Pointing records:
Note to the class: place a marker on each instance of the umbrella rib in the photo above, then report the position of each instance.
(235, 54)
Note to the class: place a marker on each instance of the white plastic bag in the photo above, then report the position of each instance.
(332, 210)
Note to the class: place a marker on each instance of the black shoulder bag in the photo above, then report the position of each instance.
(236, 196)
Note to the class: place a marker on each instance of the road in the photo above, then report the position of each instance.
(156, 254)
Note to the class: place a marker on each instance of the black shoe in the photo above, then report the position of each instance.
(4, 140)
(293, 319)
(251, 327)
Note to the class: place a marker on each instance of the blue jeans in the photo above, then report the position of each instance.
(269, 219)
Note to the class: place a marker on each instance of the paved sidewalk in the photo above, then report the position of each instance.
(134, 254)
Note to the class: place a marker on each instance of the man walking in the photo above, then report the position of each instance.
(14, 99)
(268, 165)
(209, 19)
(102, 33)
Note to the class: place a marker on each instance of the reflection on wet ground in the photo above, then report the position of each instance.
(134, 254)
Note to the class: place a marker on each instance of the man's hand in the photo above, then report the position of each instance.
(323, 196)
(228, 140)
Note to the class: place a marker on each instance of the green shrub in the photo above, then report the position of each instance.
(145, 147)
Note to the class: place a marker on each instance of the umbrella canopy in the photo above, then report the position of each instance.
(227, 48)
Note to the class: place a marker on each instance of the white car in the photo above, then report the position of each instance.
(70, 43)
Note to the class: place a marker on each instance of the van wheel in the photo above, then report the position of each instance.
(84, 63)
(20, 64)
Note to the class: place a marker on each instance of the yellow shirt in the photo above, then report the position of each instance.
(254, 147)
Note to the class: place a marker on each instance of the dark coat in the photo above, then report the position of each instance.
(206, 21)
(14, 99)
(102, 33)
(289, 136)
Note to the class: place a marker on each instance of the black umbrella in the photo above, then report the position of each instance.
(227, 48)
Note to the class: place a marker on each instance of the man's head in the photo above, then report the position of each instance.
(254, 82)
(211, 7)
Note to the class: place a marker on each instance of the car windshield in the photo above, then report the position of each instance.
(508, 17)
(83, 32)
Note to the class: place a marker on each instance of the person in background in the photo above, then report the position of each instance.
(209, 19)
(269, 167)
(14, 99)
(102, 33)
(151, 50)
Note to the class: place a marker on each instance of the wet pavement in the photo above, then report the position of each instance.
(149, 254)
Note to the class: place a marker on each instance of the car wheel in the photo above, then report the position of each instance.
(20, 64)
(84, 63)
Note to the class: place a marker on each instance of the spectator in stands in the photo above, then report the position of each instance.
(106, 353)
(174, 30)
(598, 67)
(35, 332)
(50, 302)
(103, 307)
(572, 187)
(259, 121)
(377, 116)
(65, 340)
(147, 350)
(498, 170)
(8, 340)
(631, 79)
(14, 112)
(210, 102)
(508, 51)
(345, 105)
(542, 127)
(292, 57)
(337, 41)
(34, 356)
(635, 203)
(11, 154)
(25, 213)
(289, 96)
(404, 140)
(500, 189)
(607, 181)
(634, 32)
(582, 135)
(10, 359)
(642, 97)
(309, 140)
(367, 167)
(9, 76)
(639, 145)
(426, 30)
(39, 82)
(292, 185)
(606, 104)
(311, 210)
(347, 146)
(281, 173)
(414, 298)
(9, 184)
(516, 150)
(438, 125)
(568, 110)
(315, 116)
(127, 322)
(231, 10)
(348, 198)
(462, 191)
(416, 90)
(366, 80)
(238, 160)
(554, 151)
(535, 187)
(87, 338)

AIM OF THE TASK:
Produce an exact copy of the whole listing.

REPLY:
Note to the class: place a marker on each instance of the umbrella rib in the photo above, then report the position of each instance.
(235, 54)
Note to the class: place a marker on each instance of the white plastic bag in the photo above, then report the position of each instance.
(332, 210)
Note to the class: place a marker on each instance of the black shoulder bag in the photo above, then report the position of each instance.
(236, 196)
Note to the class: place a marker on each instance of the road in the photo above, then report the position of each instance.
(156, 254)
Note to the class: place a marker on each instance of the black shoe in the photo above, then report the position of each instance.
(4, 140)
(293, 319)
(251, 327)
Note to the class: place a marker on each instance of the blue jeans in the photo above, then report the position of each instance.
(269, 219)
Note to the class: place a marker on each instance of the paved sidewalk in the photo above, then report the position of each instance.
(134, 254)
Note to the class: place a marker on each instance of the man walking in the photo above, then report the position of each instance.
(14, 99)
(268, 165)
(209, 19)
(102, 33)
Note to the class: place a marker on each instance of the reflection on wet ground in the photo above, then report the position of each instance.
(134, 254)
Note to the class: place a marker on each instance of the man's hand in the photo above, then report the position of each instance.
(323, 196)
(228, 140)
Note to the class: place a marker on each instance of the green shrub in the photo above, then report the position of each instance.
(145, 147)
Note to the class: place a marker on each instance of the umbrella canopy in the photo above, then report the position of each instance.
(227, 48)
Note to the class: place a marker on each instance of the white car in the photo above, then report the position of each instance.
(70, 43)
Note to the class: place a marker on each instance of the van wheel in the photo above, then report the position of each instance.
(84, 63)
(20, 64)
Note to the class: place a marker on each instance of the yellow shirt in the photo above, then report the position of each instance.
(254, 147)
Note to the class: place a marker on each instance of the dark coat in the photo above, then report the position of each instance.
(206, 21)
(14, 99)
(102, 33)
(289, 136)
Note to the class: place a marker on each instance of the black umbrella in the photo above, then report the position of each instance.
(227, 48)
Note to the class: place a marker on each instance of the man's head in the photo above, then report the position of each instance.
(254, 82)
(211, 7)
Note to the class: place a marker on each instance of the car windshield in the photo above, then report the position of each instance.
(508, 17)
(83, 32)
Note to the class: place a marker on each instance of the person in background in the photo above, then report the position of each instance.
(209, 19)
(269, 167)
(14, 99)
(102, 33)
(151, 50)
Note to the class: place a marker on each instance of the wet pavement in the photo above, then report the position of each instance.
(149, 254)
Note to the class: place a marker on each instance of the car wheel in the photo above, then report the position of each instance.
(20, 64)
(84, 63)
Note to the class: place a marker on each instance of the spectator in stands in the photo above, then report the position of each instance.
(106, 353)
(174, 30)
(598, 67)
(35, 332)
(50, 302)
(103, 307)
(572, 187)
(259, 121)
(377, 116)
(65, 340)
(147, 350)
(498, 170)
(8, 340)
(631, 79)
(14, 112)
(210, 102)
(508, 51)
(345, 105)
(542, 127)
(292, 57)
(337, 41)
(34, 356)
(635, 203)
(11, 154)
(25, 213)
(289, 96)
(404, 140)
(500, 189)
(607, 181)
(634, 32)
(582, 135)
(10, 359)
(642, 97)
(309, 140)
(367, 167)
(9, 76)
(639, 145)
(426, 30)
(39, 82)
(292, 185)
(606, 104)
(311, 210)
(347, 146)
(281, 173)
(414, 298)
(9, 184)
(516, 150)
(438, 125)
(568, 110)
(315, 116)
(127, 322)
(231, 10)
(348, 198)
(462, 191)
(416, 90)
(366, 80)
(238, 160)
(554, 151)
(535, 187)
(87, 338)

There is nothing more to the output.